*Extracted text*.
# # #
I was interviewed some time ago over email by Paul Bradshaw for a series on people who had started or were running (hyper-) local blogs. It's up now on Online Journalism Blog, and is the nearest I think I've got to the reason why I (at least) persist in this area — the other pieces give most of the other reasons by other peoples. [link]
Hyperlocal voices: Jon Bounds of Birmingham: It’s Not Shit
What does hyperlocal mean? And what does that mean for news?
Local is local for different people for different reasons — some to do with legislature, economics, transport, facilities, people, even “community” (another word with little definite meaning). Local in newsgathering has been based upon technologies (eg transmitter placement) or economies of scale (how many towns can a newspaper serve on the same staff?) — but with those areas no longer valid, how is news to be gathered and published.
Hyperlocal is the buzzword that being used to describe those new models — “The term “hyperlocal” is sometimes used to refer to news coverage of community-level events.” (Wikipedia). Community in this sense has no real definition — except that it’s assumed to be smaller than the “local” of the traditional news gatherer.
It’s understood that online news sources (those that are extensions of the off-web mechanisms) are struggling in part because people don’t read every page on their website — only the stories that interest them. The phrase in the US is “print dollars become online dimes” (or somesuch) — the same content (and a potentially wider audience for each piece) doesn’t generate the same revenues. This is because it’s possible to split, target and assess those eyeballs and click-throughs.
Extend that into the “local arena” and there’s less room for the niche — it’s not feasible at all to suggest that advertising can pay to generate truly niche content. A stark contrast with niche but non-geographic interests, which can find a audience online that outstrips any a conventionally distributed source can provide.
# # #
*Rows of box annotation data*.
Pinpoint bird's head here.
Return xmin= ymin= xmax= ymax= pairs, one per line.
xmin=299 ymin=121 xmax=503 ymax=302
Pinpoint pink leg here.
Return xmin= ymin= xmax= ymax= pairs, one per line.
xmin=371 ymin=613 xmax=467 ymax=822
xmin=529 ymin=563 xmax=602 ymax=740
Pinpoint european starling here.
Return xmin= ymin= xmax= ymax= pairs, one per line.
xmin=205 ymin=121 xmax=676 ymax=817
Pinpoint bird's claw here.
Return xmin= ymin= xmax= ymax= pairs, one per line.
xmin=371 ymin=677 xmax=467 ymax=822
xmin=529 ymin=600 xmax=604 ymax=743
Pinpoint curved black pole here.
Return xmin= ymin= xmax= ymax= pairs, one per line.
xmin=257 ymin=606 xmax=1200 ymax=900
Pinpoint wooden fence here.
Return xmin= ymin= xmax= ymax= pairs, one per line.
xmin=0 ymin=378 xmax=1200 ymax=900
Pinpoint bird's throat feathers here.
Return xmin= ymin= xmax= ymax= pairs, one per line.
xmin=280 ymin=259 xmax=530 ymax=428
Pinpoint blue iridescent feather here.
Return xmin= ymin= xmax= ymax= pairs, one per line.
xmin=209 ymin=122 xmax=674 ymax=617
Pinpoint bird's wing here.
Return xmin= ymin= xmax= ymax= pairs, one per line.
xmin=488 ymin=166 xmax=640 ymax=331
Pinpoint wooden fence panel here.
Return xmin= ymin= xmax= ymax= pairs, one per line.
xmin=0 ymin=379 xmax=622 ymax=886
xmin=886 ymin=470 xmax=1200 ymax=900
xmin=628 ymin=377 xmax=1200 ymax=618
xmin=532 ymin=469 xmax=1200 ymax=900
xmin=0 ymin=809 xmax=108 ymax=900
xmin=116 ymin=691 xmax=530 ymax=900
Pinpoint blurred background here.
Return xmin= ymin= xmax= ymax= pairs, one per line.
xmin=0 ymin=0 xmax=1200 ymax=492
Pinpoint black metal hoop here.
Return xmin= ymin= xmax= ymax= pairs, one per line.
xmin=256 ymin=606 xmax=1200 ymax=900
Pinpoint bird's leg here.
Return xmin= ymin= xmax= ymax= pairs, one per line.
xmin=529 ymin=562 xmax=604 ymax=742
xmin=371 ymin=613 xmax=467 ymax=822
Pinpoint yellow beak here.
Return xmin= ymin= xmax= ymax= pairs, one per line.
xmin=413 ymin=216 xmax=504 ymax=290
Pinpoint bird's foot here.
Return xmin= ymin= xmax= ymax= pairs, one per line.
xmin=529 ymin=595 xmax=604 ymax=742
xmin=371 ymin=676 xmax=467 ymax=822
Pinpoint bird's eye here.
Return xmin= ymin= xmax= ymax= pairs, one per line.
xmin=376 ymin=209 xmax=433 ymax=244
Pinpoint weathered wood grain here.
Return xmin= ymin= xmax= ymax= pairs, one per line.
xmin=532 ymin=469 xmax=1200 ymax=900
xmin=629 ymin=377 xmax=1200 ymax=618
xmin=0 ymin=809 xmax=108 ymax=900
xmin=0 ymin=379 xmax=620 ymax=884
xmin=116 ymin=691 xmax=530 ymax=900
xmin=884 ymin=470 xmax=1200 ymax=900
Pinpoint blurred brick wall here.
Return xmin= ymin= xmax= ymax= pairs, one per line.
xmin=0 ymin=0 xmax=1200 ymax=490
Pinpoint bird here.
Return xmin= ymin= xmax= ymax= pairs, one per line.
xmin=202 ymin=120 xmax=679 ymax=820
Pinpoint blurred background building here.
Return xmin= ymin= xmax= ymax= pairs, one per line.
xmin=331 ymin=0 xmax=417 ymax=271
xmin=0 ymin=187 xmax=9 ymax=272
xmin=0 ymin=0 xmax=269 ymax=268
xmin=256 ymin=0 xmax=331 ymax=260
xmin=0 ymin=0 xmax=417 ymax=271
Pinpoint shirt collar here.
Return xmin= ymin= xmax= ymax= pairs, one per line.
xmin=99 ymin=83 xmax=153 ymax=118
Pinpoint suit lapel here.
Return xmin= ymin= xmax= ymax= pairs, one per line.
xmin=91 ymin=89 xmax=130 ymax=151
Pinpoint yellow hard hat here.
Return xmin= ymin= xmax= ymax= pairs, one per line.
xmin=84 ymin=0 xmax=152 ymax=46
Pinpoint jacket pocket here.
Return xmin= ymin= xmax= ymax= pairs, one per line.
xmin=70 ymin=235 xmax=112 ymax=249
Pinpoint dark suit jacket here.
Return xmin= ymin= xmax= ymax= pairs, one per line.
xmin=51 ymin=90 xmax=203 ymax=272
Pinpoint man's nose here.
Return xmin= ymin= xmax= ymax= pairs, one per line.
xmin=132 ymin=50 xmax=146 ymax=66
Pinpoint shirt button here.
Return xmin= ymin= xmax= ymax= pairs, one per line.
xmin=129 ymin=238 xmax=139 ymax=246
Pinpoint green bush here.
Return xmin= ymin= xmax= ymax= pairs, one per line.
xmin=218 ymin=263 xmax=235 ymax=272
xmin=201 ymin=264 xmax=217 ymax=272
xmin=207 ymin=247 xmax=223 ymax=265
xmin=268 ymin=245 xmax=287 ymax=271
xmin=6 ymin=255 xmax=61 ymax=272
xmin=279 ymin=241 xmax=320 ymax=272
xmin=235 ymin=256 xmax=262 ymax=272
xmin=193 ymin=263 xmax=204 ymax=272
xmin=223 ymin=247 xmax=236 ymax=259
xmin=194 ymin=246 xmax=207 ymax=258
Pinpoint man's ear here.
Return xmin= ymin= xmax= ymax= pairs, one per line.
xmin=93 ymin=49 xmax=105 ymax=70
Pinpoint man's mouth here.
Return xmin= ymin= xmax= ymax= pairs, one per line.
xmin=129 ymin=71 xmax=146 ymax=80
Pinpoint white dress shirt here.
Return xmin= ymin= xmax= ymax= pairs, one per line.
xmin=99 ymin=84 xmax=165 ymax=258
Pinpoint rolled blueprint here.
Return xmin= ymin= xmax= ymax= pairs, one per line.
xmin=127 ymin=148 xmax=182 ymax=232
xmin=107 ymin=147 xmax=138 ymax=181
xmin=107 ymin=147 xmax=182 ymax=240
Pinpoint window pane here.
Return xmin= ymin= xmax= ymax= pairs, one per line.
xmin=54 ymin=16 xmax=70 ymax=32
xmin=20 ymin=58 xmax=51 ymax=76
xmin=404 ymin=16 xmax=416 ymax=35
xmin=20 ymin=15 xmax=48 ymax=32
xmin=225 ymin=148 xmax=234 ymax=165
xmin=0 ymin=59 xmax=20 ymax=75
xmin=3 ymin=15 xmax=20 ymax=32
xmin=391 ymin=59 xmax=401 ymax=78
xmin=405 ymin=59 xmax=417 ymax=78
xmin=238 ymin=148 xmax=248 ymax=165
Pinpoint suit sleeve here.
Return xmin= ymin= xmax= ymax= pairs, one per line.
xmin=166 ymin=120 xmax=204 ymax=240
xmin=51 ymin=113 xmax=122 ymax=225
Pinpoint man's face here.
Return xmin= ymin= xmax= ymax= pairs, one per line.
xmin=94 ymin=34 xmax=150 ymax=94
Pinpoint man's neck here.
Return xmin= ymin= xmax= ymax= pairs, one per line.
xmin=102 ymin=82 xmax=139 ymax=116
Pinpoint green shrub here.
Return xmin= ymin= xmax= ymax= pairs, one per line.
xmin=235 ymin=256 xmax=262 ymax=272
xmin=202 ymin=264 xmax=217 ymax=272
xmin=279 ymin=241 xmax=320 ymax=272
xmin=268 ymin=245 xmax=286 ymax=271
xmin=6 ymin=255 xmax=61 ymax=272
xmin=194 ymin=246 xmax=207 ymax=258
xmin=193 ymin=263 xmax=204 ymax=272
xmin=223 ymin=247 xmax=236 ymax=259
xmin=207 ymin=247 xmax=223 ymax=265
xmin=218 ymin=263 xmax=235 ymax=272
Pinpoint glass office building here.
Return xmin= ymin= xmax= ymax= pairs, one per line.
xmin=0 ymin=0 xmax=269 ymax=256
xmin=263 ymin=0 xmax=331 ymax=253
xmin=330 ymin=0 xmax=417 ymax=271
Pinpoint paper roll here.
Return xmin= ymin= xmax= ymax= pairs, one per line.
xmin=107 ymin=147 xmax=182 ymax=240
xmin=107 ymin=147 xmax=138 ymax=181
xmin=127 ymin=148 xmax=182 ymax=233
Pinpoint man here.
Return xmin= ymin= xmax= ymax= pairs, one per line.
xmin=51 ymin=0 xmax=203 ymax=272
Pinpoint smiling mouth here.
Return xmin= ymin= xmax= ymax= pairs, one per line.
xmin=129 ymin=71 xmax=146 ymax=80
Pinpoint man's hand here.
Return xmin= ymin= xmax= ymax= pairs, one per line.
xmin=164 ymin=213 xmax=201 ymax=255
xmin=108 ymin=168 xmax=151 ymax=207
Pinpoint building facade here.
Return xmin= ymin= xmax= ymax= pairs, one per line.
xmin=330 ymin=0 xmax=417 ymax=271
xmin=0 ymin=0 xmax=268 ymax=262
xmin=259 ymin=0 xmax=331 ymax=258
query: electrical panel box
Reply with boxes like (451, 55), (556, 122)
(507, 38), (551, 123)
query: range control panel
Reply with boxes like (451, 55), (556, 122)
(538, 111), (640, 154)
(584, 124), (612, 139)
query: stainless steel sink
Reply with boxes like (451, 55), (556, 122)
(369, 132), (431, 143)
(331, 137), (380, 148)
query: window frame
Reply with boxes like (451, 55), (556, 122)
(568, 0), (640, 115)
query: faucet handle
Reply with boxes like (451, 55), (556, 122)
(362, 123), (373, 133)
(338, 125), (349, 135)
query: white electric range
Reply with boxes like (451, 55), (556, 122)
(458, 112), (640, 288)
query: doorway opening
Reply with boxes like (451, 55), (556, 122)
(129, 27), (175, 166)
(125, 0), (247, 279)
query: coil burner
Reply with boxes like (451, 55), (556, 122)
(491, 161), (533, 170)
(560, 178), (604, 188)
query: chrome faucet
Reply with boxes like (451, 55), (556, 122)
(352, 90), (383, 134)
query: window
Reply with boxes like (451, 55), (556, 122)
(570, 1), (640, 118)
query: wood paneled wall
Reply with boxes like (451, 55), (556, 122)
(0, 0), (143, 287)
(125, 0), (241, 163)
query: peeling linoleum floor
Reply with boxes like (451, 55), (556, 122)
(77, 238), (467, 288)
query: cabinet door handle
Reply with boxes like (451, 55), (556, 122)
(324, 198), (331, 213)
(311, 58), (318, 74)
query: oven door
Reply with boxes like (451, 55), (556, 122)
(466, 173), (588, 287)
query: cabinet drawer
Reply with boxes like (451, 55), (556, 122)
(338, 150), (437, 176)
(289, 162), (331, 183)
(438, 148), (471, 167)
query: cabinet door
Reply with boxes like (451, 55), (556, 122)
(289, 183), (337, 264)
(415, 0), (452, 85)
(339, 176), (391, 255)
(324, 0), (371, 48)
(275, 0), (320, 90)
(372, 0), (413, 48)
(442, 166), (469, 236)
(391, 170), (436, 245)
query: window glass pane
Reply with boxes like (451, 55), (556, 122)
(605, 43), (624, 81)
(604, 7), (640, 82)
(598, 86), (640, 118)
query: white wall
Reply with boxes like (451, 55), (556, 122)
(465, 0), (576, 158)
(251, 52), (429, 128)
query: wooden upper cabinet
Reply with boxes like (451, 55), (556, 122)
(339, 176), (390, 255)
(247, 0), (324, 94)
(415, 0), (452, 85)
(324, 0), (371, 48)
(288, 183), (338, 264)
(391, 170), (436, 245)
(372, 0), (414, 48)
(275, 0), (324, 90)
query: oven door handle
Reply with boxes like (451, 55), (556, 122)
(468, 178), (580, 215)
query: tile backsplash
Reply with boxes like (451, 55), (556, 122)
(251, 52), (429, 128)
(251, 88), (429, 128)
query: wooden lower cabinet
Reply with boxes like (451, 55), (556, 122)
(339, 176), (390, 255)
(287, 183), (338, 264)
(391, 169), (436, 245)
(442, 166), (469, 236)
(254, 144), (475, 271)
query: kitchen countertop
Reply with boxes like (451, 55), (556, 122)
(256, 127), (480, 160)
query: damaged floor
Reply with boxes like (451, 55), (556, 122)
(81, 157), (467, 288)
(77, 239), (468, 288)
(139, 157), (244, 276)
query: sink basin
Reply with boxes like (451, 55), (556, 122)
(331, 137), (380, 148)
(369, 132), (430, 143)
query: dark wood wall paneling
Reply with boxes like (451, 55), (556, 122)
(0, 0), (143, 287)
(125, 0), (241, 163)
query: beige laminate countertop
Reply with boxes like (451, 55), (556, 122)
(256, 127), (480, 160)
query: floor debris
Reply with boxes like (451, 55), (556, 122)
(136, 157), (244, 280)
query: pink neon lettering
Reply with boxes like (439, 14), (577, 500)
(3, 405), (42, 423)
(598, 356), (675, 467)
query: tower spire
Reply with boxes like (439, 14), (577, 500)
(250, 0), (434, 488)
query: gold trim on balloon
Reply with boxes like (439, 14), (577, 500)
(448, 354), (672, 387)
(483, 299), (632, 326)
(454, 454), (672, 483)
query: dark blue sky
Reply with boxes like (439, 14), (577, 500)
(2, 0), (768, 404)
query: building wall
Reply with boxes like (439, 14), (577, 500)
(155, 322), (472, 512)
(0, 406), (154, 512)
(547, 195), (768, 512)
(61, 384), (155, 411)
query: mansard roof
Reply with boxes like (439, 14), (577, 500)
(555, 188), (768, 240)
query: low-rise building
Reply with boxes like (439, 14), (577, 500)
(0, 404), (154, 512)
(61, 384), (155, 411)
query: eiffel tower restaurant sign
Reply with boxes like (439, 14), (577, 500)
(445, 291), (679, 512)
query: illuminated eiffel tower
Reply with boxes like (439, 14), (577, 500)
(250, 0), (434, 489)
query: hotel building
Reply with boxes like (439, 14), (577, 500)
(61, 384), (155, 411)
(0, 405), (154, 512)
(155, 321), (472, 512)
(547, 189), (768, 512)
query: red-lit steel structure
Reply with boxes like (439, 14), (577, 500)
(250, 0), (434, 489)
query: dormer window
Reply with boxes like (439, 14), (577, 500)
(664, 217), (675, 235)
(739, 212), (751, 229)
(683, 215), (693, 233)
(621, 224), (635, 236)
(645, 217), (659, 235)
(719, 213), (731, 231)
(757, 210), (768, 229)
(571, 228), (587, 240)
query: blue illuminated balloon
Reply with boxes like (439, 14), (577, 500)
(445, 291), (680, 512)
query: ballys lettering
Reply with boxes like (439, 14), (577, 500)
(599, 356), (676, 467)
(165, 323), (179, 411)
# # #
*Required actions*.
1) Answer these questions from the post on hyperlocal news:
(a) Who interviewed the writer, and by what means?
(b) What source is quoted for the definition of "hyperlocal"?
(c) What example of a technology is given as a basis for local newsgathering?
2) Please reproduce the passage of the post on hyperlocal news starting at "It’s understood that" and ending at "source can provide.".

*Exercise answers*.
1)
(a) Paul Bradshaw, over email.
(b) Wikipedia.
(c) Transmitter placement.

2)
It’s understood that online news sources (those that are extensions of the off-web mechanisms) are struggling in part because people don’t read every page on their website — only the stories that interest them. The phrase in the US is “print dollars become online dimes” (or somesuch) — the same content (and a potentially wider audience for each piece) doesn’t generate the same revenues. This is because it’s possible to split, target and assess those eyeballs and click-throughs.
Extend that into the “local arena” and there’s less room for the niche — it’s not feasible at all to suggest that advertising can pay to generate truly niche content. A stark contrast with niche but non-geographic interests, which can find a audience online that outstrips any a conventionally distributed source can provide.